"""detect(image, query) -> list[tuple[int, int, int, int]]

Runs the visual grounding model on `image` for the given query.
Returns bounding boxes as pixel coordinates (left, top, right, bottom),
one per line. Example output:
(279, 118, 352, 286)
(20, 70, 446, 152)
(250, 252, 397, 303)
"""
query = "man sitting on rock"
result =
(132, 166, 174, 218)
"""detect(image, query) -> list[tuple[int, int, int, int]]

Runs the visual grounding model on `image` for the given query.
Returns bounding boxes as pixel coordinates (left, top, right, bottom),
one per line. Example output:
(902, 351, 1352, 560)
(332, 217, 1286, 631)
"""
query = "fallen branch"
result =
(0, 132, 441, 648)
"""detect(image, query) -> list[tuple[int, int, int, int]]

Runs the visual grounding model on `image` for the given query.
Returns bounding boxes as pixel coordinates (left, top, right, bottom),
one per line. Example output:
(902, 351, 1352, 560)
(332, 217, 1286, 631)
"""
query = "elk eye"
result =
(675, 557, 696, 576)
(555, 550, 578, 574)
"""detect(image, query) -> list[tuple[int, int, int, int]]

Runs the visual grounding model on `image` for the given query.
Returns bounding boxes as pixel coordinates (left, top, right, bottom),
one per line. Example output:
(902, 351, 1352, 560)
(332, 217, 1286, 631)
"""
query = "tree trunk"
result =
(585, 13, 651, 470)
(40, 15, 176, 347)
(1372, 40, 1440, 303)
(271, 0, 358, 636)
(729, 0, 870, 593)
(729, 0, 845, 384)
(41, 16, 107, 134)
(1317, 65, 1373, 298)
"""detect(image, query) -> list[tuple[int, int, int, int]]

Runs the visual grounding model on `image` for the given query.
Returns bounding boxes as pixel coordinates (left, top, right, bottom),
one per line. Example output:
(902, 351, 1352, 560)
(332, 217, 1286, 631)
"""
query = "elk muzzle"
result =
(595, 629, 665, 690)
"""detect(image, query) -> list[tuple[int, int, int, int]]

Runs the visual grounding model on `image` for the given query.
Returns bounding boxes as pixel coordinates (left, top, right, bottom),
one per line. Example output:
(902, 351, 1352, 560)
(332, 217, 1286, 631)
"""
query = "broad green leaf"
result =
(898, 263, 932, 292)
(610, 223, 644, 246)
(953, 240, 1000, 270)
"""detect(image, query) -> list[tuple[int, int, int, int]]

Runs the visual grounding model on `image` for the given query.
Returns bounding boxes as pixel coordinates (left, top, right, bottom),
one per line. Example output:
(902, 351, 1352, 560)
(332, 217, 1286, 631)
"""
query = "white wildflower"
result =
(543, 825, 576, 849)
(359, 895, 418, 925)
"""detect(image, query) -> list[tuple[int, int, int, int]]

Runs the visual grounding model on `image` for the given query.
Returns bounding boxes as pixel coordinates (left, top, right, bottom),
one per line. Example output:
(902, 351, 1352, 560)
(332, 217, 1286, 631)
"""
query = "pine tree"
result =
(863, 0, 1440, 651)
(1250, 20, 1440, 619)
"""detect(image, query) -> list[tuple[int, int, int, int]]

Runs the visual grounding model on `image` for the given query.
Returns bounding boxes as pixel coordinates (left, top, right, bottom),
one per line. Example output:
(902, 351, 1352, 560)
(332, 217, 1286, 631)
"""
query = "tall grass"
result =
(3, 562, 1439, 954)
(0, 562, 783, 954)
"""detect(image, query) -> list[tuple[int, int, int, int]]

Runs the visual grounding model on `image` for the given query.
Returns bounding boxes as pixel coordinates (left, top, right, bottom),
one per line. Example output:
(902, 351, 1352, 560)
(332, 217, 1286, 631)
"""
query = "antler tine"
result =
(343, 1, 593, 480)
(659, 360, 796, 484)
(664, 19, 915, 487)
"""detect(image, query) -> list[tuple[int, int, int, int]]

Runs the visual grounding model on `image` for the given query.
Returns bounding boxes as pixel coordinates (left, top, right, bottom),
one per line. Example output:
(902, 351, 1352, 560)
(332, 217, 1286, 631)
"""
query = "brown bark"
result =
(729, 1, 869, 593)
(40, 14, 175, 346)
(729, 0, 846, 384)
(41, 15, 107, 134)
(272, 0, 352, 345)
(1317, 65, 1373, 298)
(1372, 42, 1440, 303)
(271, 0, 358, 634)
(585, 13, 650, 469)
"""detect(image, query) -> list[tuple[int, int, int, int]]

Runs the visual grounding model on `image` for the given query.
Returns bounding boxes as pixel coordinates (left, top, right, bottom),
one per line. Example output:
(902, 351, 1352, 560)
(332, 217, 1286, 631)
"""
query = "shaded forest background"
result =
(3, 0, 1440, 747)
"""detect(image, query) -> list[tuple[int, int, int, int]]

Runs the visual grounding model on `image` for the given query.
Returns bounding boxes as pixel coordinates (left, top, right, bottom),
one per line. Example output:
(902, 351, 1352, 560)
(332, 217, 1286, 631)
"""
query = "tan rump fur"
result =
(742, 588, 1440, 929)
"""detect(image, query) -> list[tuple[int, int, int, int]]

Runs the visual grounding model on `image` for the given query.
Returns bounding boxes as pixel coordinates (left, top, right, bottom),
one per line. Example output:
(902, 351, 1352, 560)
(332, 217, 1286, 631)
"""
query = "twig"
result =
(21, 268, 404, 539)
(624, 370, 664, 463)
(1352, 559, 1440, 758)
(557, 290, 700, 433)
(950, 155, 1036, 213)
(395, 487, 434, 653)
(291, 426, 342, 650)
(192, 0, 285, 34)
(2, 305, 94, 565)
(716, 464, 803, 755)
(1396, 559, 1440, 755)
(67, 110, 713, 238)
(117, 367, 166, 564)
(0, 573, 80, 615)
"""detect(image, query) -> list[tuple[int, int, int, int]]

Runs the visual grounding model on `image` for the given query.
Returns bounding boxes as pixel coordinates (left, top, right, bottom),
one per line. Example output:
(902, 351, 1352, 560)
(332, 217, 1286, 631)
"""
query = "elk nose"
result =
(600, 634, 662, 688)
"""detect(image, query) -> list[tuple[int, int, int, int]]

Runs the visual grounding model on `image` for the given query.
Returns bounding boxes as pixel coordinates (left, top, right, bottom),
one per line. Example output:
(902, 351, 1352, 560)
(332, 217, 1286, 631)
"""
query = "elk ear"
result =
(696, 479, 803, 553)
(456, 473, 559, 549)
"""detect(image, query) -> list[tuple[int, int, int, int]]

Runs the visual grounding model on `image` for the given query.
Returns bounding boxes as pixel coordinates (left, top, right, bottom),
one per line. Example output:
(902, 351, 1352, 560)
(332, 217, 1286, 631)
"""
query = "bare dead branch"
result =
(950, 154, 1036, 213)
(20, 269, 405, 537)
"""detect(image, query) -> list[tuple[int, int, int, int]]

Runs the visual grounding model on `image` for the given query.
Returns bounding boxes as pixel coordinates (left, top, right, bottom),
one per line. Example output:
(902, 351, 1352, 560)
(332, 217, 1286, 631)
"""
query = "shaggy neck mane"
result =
════════════════
| The task |
Where does the word "branch" appear in the records above? Return every line that holds it.

| Problem solution |
query = "fallen branch"
query = "bare dead branch"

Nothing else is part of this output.